Enumera las atracciones de feria que el fragmento sobre Puertollano menciona entre paréntesis al describir el paseo durante las ferias.

Fragmento dado -
+ + + + + + +

Y así pasaban los días crueles, monótonos, sin historia.
Todos los años se celebraba el voto. En la
niebla de la historia hubo una epidemia que diezmó a los vecinos; y los vecinos
hicieron voto de sacrificar, si se salvaban, al animal que se comerían todos
los vecinos del pueblo. Y todos los años, cuando llegaba el día, se ponían unos
raíles en la explanada de la Virgen de Gracia y en esos raíles se ponían unas
ollas y se hacía caldereta, y todo el que quería hacía cola, con su plato en la
mano, buscando caldereta para celebrar el voto. También llegaba el día del
hornazo. El hornazo era una torta con un huevo plantado en ella, pegado con
tiras de masa, y toda la gente subía al cerro para disfrutar y comérselo. Y
luego estaban las ferias, la de primavera y la de otoño. El paseo se llenaba de
cacharritos (los caballitos, la ola, la noria, los coches topes) y en las
casetas se gritaba “siempre toca” y se disparaba con escopetas trucadas para
que nadie les diese a las bolas: pero los había que se habían hecho expertos y
disparaban al lado para que el plomo diese en el centro. Y un poco más abajo,
en los jardines, junto al pabellón de la música, que en sus bajos albergaba una
biblioteca; junto a la casas de baños, donde la gente decía cosas horribles de
los interrogatorios, con la policía secreta; entre el reloj de sol y la fuente
agria, hacían el baile; puestos de tebeos y gambas y cacahuetes; olor a pólvora
de los fuegos artificiales. A mí me gustaban los Pekeniques… Al final de todo,
tapando la calle, la silueta familiar, imprescindible, indefinible, del gran
teatro; junto al semáforo. A un lado se levantaba la plaza de toros. Y un poco
más allá, junto a los coches, estaba el mercado.
Hoy
me he asomado con melancolía a las calles de Puertollano. Mis recuerdos se
deshacen, como las casas que había en el cerro, que se llenaban de barro: sus
calles eran de tierra y cuando llovía, el suelo se embarraba y había que pasar
sobre las piedras, que era lo único sólido que había. Así también mi recuerdo
resbala en la niebla, que es como el barro de la memoria, y en él surgen, como
piedras, pinceladas de vida que tejieron el cuadro de mi infancia. Una infancia
diseminada entre el colegio, el indefinible colegio de las monjas, al que íbamos
todos los días por la calle Ancha, donde había una abuelilla que vendía
caramelos, un paralítico que nos impresionaba, sobrecogidos por las escenas de
la biblia, y comíamos pan y mi hermana odiaba las naranjas, y me las daba a mí
para que yo me las comiera sin que se enteraran las monjas. Todas las mañanas
rezábamos al empezar. Y en el patio cantábamos el Cara al sol, con el brazo en
alto. Luego cruzábamos la calle Torrecilla y en aquella explanada había ecos de
procesión, de via crucis, y un cantar plañidero se elevaba, melancólico y
tremendo: perdona a tu pueblo.

+ + + + + + +

Datos proporcionados -
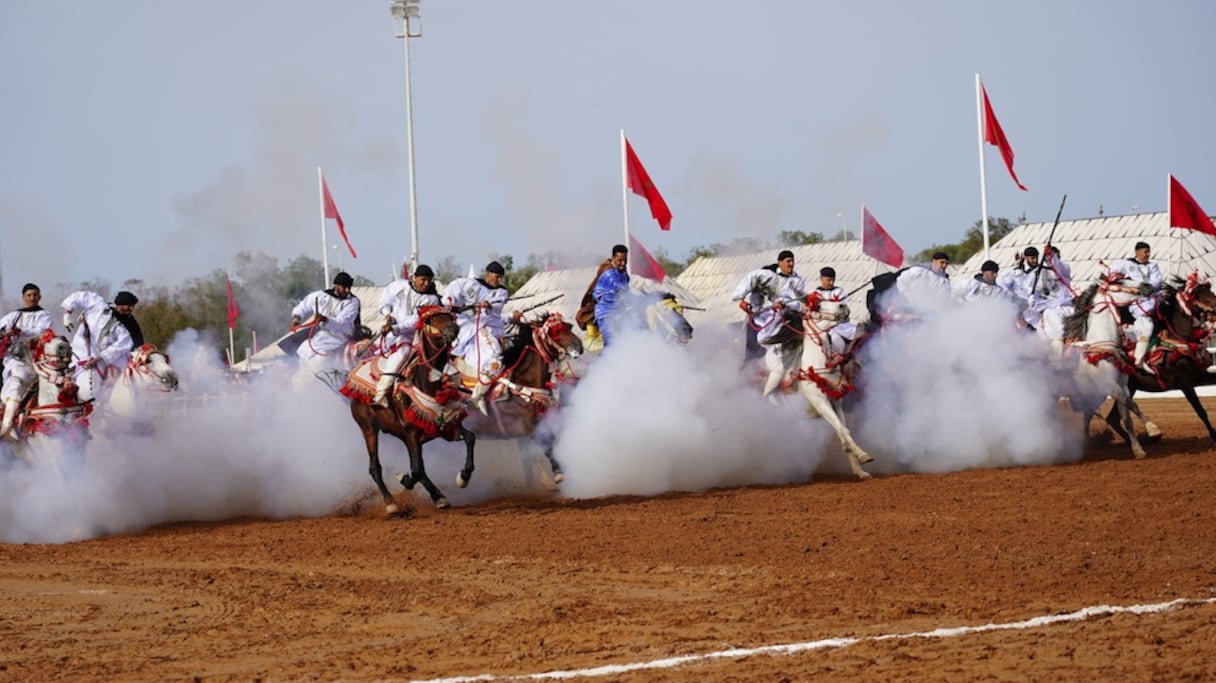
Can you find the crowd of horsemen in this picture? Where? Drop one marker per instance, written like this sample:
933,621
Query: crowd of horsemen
773,298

+ + + + + + +

Solución de la tarea - Los caballitos, la ola, la noria y los coches topes.